**Section du document:**
··········
30 janvier 1986, Jean-Claude Duvalier, encore président à vie, confie une importante mission à l'ancien boursier de Georgie. « Il m'a personnellement appelé pour sauver la vie de maître Jean Cassion, commissaire du gouvernement, préfet et président du parti de Duvalier aux Cayes, a encore révélé le sénateur Joazile. J'ai été chercher Me Cassion, sa femme et son bébé à l'époque depuis leur cachette pour les mettre hors de danger. » Le lendemain, un avion atterrissait dans la ville pour transporter la famille à Port-au-Prince. Signe que le régime touchait à sa fin. Sept jours plus tard, Baby-Doc est effectivement tombé de son piédestal, après 15 ans de règne d'un pouvoir hérité de son père, François Duvalier, roi de la censure.
« Officier subversif »
La vague de « dechoukaj » n'ébranlait pas le jeune officier, qui développa une relation de proximité avec la population des Cayes. Quand les portes de toutes les écoles du pays restaient fermées, il travaillait avec les élèves. Un geste qui lui a valu l'estime des intellectuels des Cayes.
··········
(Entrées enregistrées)
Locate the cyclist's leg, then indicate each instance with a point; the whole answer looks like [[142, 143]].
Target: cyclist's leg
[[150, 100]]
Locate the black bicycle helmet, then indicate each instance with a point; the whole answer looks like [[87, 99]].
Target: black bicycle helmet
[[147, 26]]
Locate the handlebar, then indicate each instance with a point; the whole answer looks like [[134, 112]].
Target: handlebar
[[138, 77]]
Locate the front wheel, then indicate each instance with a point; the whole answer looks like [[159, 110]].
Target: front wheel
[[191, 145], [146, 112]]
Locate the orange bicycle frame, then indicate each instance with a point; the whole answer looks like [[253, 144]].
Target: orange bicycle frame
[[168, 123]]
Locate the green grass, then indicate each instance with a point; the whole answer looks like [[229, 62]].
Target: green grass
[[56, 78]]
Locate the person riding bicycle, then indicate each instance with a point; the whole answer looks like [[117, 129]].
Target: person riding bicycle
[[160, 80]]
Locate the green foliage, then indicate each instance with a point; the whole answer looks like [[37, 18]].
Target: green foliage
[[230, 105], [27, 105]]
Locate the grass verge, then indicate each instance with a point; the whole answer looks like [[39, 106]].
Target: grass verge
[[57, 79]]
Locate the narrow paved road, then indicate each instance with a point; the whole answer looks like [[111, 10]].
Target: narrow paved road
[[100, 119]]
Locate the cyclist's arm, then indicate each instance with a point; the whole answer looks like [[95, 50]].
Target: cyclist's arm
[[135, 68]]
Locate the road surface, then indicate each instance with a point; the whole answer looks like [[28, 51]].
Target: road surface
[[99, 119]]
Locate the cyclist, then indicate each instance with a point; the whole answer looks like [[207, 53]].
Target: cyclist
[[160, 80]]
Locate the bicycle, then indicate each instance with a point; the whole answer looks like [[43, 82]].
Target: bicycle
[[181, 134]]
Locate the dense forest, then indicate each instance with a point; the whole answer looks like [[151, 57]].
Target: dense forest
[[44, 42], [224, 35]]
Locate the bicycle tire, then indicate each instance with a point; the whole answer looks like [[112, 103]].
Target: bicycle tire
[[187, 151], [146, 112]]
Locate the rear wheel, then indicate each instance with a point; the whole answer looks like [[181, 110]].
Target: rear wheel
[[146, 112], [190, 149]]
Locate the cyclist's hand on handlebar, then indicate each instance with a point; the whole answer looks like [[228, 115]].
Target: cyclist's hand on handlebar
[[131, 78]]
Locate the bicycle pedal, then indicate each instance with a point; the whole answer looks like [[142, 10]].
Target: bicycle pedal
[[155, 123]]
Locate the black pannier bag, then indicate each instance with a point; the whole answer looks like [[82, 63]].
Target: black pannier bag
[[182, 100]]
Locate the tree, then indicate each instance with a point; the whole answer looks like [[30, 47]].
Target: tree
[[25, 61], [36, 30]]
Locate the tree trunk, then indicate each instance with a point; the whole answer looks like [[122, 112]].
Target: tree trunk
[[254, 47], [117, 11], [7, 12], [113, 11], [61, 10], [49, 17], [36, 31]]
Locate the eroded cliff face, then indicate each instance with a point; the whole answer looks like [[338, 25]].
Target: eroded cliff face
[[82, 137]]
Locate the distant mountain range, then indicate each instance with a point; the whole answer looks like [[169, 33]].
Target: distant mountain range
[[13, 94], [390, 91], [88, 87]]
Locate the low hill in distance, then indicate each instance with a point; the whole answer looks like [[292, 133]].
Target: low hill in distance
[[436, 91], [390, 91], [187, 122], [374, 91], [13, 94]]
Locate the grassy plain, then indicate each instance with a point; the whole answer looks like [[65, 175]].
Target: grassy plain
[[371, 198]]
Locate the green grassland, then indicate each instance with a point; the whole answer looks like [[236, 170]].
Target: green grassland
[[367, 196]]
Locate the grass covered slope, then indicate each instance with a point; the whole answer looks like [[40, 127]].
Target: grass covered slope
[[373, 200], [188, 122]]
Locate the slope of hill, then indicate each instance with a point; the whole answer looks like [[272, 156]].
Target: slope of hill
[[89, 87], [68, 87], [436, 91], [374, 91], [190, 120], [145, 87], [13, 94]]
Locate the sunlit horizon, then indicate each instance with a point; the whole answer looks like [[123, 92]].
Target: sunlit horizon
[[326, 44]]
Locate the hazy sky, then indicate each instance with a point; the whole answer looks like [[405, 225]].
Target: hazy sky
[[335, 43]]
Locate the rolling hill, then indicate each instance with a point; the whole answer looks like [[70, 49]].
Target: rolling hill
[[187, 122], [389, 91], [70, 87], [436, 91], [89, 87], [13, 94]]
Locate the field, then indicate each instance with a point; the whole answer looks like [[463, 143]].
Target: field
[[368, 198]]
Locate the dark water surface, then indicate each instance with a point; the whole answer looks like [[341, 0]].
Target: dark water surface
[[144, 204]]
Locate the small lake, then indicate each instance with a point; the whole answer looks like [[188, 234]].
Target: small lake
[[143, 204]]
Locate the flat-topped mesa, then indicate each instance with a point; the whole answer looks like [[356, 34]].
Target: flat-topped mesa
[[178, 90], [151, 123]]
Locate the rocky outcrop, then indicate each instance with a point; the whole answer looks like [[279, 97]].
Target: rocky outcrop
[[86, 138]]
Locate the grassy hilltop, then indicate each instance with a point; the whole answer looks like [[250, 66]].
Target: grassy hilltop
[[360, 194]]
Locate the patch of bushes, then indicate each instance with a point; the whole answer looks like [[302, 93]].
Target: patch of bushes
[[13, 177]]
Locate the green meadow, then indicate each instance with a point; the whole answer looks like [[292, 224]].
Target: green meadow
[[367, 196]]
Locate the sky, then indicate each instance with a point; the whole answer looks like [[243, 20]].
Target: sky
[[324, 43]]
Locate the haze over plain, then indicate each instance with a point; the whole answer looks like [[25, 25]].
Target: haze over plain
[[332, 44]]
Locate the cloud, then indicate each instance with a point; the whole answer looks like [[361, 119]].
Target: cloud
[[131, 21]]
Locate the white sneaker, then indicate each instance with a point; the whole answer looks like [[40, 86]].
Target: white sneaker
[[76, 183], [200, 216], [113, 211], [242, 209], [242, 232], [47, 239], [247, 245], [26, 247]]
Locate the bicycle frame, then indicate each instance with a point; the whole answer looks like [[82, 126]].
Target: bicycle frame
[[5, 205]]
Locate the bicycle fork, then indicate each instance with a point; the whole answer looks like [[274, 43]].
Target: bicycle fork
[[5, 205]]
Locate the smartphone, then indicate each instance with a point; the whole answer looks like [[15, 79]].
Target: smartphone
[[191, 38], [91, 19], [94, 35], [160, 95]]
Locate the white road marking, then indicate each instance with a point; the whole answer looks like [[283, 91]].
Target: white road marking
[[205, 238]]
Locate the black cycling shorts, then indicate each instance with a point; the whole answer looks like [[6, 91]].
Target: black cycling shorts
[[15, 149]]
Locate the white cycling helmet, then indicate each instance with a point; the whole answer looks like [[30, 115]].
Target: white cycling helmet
··········
**Série de tâches:**
a - Recopiez le passage de l'extrait sur la fin du régime Duvalier compris entre « La vague de » et « intellectuels des Cayes. », ces deux segments inclus.
b - Poursuivez l'extrait sur la fin du régime Duvalier à la suite de sa dernière phrase.

**Réponses:**
a -
La vague de « dechoukaj » n'ébranlait pas le jeune officier, qui développa une relation de proximité avec la population des Cayes. Quand les portes de toutes les écoles du pays restaient fermées, il travaillait avec les élèves. Un geste qui lui a valu l'estime des intellectuels des Cayes.

b -
Rancunière, la population des Cayes exigeait le transfert du colonel Gambetta Hyppolite et du capitaine Renaud Saimbert. La junte militaire qui a succédé à Jean-Claude Duvalier obéissait allégrement aux « ordres » des manifestants en transférant le commandant départemental à Jacmel et le capitaine Saimbert à Port-de-Paix. « Il n'y a eu aucune manifestation contre moi », s'est réjoui Joazile, qui est resté aux Cayes jusqu'à son transfert au corps des Léopards dont il rêvait. L'aventure est de courte durée. Un vent de révolution traverse l'institution militaire dès 1987, l'année de la publication de l'ouvrage « Une armée pour la démocratie en Haïti », sous la plume de Gérard Dalvius, un ancien major. De jeunes officiers comme lui ont eu accès à Jeune Afrique, le journal africain qui faisait écho des percées militaires les unes plus barbares que les autres dans le continent. Le 15 octobre de la même année, des armes crépitaient au Conseil de l'entente de Burkina Faso. Le capitaine Thomas Sankara était immédiatement fauché par arme automatique. Aucun de ses gardes ni conseillers ne sera épargné par le groupe de soldats para-commando qui a pris d'assaut le conseil de l'entente à Ouagadougou.